> Task directions: The word "woman" may appear in some lines of the data; copy every such line.

> Data to examine:
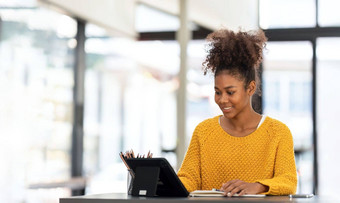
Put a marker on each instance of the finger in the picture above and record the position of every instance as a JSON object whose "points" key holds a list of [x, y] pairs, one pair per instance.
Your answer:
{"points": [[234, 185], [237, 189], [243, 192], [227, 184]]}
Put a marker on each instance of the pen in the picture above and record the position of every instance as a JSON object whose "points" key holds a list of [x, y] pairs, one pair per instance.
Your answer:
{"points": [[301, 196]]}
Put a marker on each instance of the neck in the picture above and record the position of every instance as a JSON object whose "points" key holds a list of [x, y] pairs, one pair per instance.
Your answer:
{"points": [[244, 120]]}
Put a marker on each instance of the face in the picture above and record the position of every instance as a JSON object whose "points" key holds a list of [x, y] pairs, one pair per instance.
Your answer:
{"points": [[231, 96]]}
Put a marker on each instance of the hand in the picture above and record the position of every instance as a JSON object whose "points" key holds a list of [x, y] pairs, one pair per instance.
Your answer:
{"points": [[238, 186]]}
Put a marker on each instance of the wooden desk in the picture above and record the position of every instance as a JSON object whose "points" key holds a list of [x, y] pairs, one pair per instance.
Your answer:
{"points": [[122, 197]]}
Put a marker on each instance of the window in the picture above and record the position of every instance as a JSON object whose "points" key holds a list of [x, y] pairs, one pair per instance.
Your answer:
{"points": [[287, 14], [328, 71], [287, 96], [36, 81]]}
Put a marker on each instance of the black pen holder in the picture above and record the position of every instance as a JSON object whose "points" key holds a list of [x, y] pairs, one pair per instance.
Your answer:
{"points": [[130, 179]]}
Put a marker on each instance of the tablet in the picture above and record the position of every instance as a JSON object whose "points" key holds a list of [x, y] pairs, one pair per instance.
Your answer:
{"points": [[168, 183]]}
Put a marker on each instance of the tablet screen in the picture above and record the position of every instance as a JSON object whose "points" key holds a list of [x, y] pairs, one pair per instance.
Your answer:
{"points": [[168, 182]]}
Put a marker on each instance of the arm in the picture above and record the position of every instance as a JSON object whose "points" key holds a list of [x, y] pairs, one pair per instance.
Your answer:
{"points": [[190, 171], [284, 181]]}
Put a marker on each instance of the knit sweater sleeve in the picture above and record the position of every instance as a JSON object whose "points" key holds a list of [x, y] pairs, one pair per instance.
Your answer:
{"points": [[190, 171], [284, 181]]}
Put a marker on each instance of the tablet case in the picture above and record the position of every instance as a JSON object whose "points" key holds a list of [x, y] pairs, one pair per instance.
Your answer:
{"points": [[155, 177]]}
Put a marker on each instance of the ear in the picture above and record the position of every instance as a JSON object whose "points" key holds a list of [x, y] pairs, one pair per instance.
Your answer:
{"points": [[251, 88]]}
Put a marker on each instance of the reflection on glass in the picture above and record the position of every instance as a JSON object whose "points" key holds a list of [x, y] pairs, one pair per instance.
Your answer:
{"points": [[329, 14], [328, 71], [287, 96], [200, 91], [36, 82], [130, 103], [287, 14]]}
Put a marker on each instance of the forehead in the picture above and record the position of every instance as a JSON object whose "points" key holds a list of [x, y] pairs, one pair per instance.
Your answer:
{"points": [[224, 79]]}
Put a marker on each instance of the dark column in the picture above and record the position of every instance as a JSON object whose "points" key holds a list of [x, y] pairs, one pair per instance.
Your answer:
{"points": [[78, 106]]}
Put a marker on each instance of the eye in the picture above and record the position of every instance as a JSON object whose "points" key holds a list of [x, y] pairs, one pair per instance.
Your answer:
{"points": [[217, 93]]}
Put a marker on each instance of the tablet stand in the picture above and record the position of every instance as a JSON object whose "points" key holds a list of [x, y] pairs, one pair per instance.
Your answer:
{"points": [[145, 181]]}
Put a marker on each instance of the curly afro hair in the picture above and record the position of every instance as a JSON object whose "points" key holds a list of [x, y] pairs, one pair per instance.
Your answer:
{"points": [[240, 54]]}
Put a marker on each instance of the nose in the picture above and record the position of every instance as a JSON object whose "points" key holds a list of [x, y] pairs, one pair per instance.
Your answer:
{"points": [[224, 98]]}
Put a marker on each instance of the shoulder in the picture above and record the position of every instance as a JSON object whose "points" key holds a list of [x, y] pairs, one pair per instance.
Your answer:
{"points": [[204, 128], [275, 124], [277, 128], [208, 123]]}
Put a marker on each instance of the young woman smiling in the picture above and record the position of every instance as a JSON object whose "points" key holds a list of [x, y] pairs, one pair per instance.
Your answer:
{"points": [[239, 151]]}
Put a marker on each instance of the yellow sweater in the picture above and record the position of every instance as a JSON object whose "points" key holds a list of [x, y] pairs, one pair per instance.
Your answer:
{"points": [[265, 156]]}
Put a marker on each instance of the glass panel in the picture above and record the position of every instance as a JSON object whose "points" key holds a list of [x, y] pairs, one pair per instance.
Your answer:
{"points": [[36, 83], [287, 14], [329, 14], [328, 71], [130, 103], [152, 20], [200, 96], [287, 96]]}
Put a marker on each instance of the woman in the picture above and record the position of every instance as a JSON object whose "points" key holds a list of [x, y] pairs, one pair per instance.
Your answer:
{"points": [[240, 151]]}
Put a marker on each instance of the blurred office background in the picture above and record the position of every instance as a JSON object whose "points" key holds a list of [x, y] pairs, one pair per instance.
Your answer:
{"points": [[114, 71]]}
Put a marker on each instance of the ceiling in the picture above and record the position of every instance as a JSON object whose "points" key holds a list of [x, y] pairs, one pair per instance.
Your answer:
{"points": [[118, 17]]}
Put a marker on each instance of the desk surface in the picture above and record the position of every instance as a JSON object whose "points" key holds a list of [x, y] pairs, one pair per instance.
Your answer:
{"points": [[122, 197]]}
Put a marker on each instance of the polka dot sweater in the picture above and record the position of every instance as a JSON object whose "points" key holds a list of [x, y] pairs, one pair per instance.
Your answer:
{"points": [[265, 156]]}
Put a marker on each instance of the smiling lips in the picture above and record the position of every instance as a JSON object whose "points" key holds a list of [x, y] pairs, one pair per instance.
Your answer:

> Response:
Put a marker on each instance of the young woman smiling in the picture above and record the position of every instance as a JSON object whose "points" key holds a list of [x, y] pairs, one pair per instance.
Put a marker on each instance of the woman in the picture above and record the position of every instance as a JSON object whose "points" key holds a list of [x, y] pairs, one pair per instance.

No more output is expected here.